La cámara recorre una calle desierta de París, se encuentra con un teatro, se dirige a él y se adentra en la sala teatral, en cuyo escenario está Thomas hablando por teléfono. Él es un dramaturgo y está por debutar en la dirección de su propia adaptación de la La Venus de las pieles (1870), de Leopold von Sacher-Masoch. Para esa novela Sacher-Masoch se basó en vivencias propias, a partir de su fascinación erótica por la sumisión y la humillación, y el término “masoquismo” fue acuñado con referencia a ello y al apellido del autor.

Según dice Thomas, no sirve ninguna de las actrices que se presentaron a la audición para el rol de Wanda von Dunajewski. En ese momento llega una candidata más, que tiene el doble de la edad del personaje y un tipo totalmente inadecuado para el rol: vulgar e ignorante, aparentemente incapaz de encarnar en forma convincente a una refinada aristócrata austríaca decimonónica. Esa mujer, cuya única empatía aparente con el personaje es tener el mismo nombre de pila -Vanda-, convence a Thomas, mediante insistencia, autocompasión y un poquito de seducción, de que le haga una prueba.

Hasta el plano final, simétrico con el primero, en el que saldremos del teatro hacia la calle, todo el metraje transcurrirá dentro de la sala teatral, casi siempre arriba del escenario. No se ve ningún ser humano más que los dos agonistas. Vanda va a actuar fragmentos del rol, Thomas va a leer las réplicas. Cada tanto interrumpen la lectura y hablan de pequeños detalles: dónde ubicarse, algún comentario de la actriz pequeño-pensante que se cuestiona si la pieza es misógina o si justifica el maltrato infantil, para exasperación de Thomas, partidario del “arte puro”.

Se desata un proceso peculiar: resulta que Vanda, contra toda expectativa, es bastante convincente en su papel de Wanda, y que Thomas, quien al inicio lee sus líneas en forma torpe y lejana, empieza a ponerse cada vez más en el papel de Severin (el álter ego de Sacher-Masoch).

Además se introducen elementos no naturalistas. Algunos se refieren al tratamiento cinematográfico: mientras están actuando Vanda y Thomas, hacen como que utilizan algunos objetos escénicos de los que no disponen, pero sin embargo escuchamos el sonido que producen esos objetos (la cucharita imaginaria revolviendo el té imaginario, el restallar del látigo imaginario). Más adelante va a ser al revés: en el fragor de la actuación, de pronto aparecen en manos de Vanda algunos objetos que no sabemos de dónde salieron. En medio de la audición, aunque no hay nadie operando la consola, las luces se modifican o aparece humo en el escenario. En el plano inicial, las puertas del teatro se nos abren solas mientras nosotros/la cámara entramos a él.

**OBJETIVOS:**
- A) Indica si cada afirmación concuerda con el fragmento, respondiendo sí o no y citando literalmente las palabras que lo deciden: (i) Thomas es dramaturgo; (ii) la candidata tiene la misma edad que el personaje; (iii) durante la audición aparece en escena una tercera persona.
- B) Reescribe la parte del fragmento que abre con las palabras que contienen «La cámara recorre» y cierra con «apellido del autor.», cambiando «dramaturgo» por «autor teatral».
- C) Según el fragmento, ¿de qué año es La Venus de las pieles de Leopold von Sacher-Masoch?
Los registros proceden de otra fuente.

**LISTADO DE DATOS:**
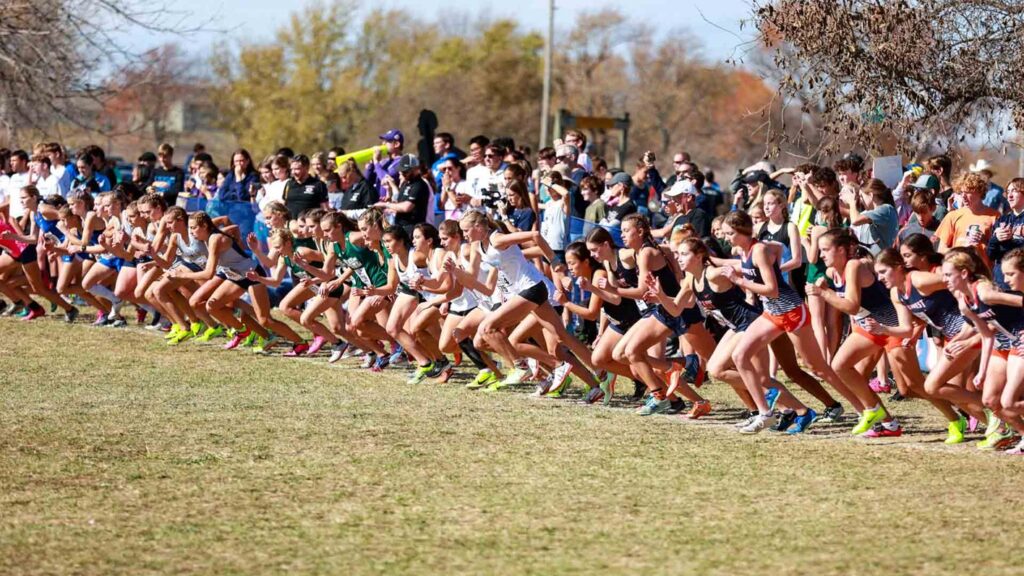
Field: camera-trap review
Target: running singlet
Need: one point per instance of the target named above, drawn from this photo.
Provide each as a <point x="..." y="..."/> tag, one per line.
<point x="939" y="310"/>
<point x="787" y="298"/>
<point x="468" y="298"/>
<point x="515" y="273"/>
<point x="194" y="253"/>
<point x="626" y="313"/>
<point x="875" y="304"/>
<point x="235" y="262"/>
<point x="366" y="264"/>
<point x="1007" y="322"/>
<point x="729" y="309"/>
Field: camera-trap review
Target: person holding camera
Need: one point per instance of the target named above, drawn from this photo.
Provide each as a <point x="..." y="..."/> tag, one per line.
<point x="412" y="195"/>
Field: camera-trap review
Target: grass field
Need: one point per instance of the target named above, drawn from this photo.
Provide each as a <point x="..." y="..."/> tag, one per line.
<point x="121" y="455"/>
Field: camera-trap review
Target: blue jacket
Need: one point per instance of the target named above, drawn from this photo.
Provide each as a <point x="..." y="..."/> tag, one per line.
<point x="233" y="191"/>
<point x="997" y="249"/>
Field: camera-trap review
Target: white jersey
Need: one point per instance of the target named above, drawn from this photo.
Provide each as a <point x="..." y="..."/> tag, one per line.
<point x="515" y="273"/>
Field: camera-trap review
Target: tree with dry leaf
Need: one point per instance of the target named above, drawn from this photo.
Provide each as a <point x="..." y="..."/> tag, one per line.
<point x="914" y="74"/>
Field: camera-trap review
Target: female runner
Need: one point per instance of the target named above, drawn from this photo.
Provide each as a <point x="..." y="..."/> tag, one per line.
<point x="998" y="318"/>
<point x="784" y="314"/>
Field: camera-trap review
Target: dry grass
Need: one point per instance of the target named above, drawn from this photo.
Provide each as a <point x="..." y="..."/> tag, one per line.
<point x="121" y="455"/>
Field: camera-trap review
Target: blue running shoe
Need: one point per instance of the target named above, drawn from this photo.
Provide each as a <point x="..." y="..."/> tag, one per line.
<point x="802" y="422"/>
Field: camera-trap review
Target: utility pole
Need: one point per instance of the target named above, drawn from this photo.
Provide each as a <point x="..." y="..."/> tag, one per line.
<point x="546" y="97"/>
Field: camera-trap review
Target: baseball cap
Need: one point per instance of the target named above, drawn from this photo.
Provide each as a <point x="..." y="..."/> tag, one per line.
<point x="408" y="162"/>
<point x="562" y="191"/>
<point x="393" y="134"/>
<point x="927" y="181"/>
<point x="566" y="150"/>
<point x="757" y="176"/>
<point x="621" y="178"/>
<point x="680" y="188"/>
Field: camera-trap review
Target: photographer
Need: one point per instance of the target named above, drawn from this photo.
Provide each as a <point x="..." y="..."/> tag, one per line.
<point x="412" y="195"/>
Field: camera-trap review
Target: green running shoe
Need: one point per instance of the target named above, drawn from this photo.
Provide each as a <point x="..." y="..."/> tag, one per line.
<point x="954" y="434"/>
<point x="181" y="336"/>
<point x="420" y="374"/>
<point x="868" y="419"/>
<point x="210" y="333"/>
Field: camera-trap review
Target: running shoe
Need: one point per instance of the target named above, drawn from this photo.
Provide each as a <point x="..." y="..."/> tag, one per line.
<point x="315" y="345"/>
<point x="833" y="413"/>
<point x="516" y="376"/>
<point x="298" y="350"/>
<point x="34" y="313"/>
<point x="559" y="376"/>
<point x="639" y="391"/>
<point x="482" y="378"/>
<point x="382" y="363"/>
<point x="607" y="385"/>
<point x="593" y="395"/>
<point x="677" y="405"/>
<point x="542" y="386"/>
<point x="884" y="429"/>
<point x="420" y="374"/>
<point x="338" y="352"/>
<point x="758" y="423"/>
<point x="784" y="420"/>
<point x="745" y="417"/>
<point x="802" y="422"/>
<point x="489" y="378"/>
<point x="880" y="386"/>
<point x="1017" y="450"/>
<point x="693" y="369"/>
<point x="771" y="397"/>
<point x="438" y="366"/>
<point x="867" y="419"/>
<point x="700" y="408"/>
<point x="398" y="356"/>
<point x="653" y="406"/>
<point x="179" y="336"/>
<point x="558" y="393"/>
<point x="214" y="331"/>
<point x="250" y="340"/>
<point x="235" y="341"/>
<point x="954" y="433"/>
<point x="997" y="440"/>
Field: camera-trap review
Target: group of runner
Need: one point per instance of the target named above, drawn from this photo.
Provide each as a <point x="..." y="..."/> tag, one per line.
<point x="808" y="297"/>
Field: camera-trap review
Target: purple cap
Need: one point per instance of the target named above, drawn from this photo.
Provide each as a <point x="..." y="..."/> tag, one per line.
<point x="393" y="134"/>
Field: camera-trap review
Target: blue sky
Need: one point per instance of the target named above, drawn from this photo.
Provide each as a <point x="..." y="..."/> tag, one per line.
<point x="257" y="19"/>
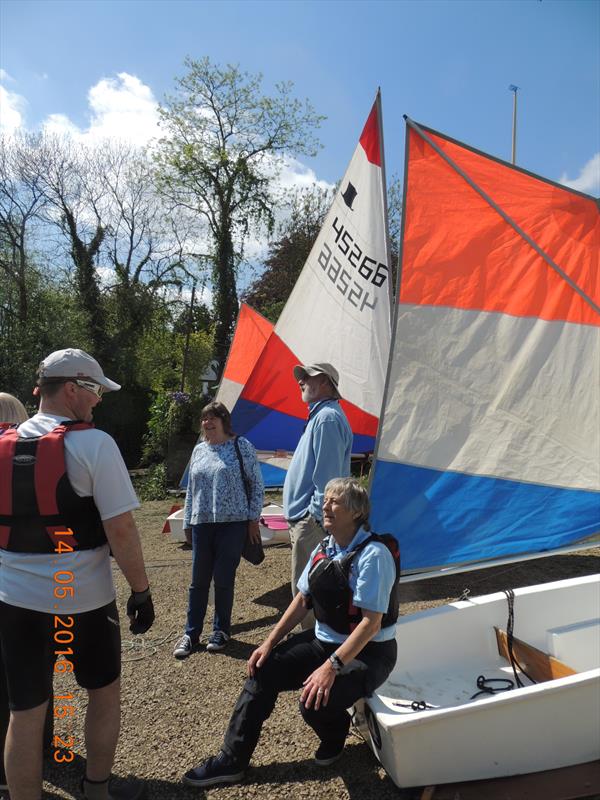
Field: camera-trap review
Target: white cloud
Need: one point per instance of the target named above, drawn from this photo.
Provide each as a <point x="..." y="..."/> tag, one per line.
<point x="61" y="125"/>
<point x="123" y="108"/>
<point x="589" y="178"/>
<point x="12" y="109"/>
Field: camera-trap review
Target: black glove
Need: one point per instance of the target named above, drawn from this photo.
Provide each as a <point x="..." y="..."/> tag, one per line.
<point x="140" y="610"/>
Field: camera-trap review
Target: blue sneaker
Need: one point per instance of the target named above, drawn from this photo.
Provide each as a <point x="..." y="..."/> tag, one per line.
<point x="217" y="641"/>
<point x="216" y="769"/>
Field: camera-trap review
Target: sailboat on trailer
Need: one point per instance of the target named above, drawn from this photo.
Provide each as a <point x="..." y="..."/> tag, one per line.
<point x="338" y="312"/>
<point x="489" y="451"/>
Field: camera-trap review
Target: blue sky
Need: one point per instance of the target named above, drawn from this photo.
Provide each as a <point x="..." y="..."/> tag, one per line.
<point x="103" y="64"/>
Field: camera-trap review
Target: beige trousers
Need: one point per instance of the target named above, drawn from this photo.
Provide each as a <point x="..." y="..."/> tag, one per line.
<point x="305" y="535"/>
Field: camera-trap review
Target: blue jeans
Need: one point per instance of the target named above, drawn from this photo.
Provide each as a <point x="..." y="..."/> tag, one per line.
<point x="217" y="549"/>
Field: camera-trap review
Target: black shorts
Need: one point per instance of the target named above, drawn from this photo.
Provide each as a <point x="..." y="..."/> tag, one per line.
<point x="30" y="641"/>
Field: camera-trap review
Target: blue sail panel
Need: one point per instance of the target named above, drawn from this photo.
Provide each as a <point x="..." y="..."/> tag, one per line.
<point x="449" y="518"/>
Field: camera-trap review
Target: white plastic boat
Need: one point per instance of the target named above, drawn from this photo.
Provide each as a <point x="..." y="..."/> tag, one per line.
<point x="488" y="453"/>
<point x="442" y="652"/>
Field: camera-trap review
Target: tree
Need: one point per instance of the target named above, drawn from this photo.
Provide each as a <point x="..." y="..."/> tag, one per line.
<point x="288" y="253"/>
<point x="69" y="173"/>
<point x="219" y="157"/>
<point x="21" y="200"/>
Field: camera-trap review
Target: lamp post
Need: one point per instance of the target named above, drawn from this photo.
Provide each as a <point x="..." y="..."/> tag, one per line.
<point x="514" y="89"/>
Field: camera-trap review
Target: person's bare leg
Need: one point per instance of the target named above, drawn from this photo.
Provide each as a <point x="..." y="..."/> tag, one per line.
<point x="23" y="753"/>
<point x="102" y="722"/>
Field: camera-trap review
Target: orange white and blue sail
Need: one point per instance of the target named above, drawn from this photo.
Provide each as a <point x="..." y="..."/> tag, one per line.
<point x="490" y="434"/>
<point x="338" y="312"/>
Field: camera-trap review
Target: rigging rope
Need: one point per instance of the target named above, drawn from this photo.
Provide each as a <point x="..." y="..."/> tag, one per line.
<point x="510" y="597"/>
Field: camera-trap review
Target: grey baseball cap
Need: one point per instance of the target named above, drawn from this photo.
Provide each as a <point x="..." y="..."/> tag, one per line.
<point x="74" y="363"/>
<point x="301" y="371"/>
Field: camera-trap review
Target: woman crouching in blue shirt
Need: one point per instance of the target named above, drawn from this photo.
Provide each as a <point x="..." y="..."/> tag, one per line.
<point x="222" y="506"/>
<point x="351" y="581"/>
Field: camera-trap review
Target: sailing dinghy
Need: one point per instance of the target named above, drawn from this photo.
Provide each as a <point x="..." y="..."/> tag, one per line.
<point x="489" y="452"/>
<point x="338" y="312"/>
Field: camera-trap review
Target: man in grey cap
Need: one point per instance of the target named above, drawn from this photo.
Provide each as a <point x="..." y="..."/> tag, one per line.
<point x="70" y="505"/>
<point x="323" y="453"/>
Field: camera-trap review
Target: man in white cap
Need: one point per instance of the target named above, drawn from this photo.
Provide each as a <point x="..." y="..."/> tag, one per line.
<point x="70" y="500"/>
<point x="323" y="453"/>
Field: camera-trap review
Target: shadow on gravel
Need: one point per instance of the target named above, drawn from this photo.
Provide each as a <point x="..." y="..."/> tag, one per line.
<point x="278" y="599"/>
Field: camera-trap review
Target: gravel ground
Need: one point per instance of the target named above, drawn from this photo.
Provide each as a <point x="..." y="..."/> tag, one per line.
<point x="175" y="712"/>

**RESULTADOS POR TAREA:**
- A) (i) Sí: «Él es un dramaturgo». (ii) No: «tiene el doble de la edad del personaje». (iii) No: «No se ve ningún ser humano más que los dos agonistas».

- B)
La cámara recorre una calle desierta de París, se encuentra con un teatro, se dirige a él y se adentra en la sala teatral, en cuyo escenario está Thomas hablando por teléfono. Él es un autor teatral y está por debutar en la dirección de su propia adaptación de la La Venus de las pieles (1870), de Leopold von Sacher-Masoch. Para esa novela Sacher-Masoch se basó en vivencias propias, a partir de su fascinación erótica por la sumisión y la humillación, y el término “masoquismo” fue acuñado con referencia a ello y al apellido del autor.

- C) De 1870.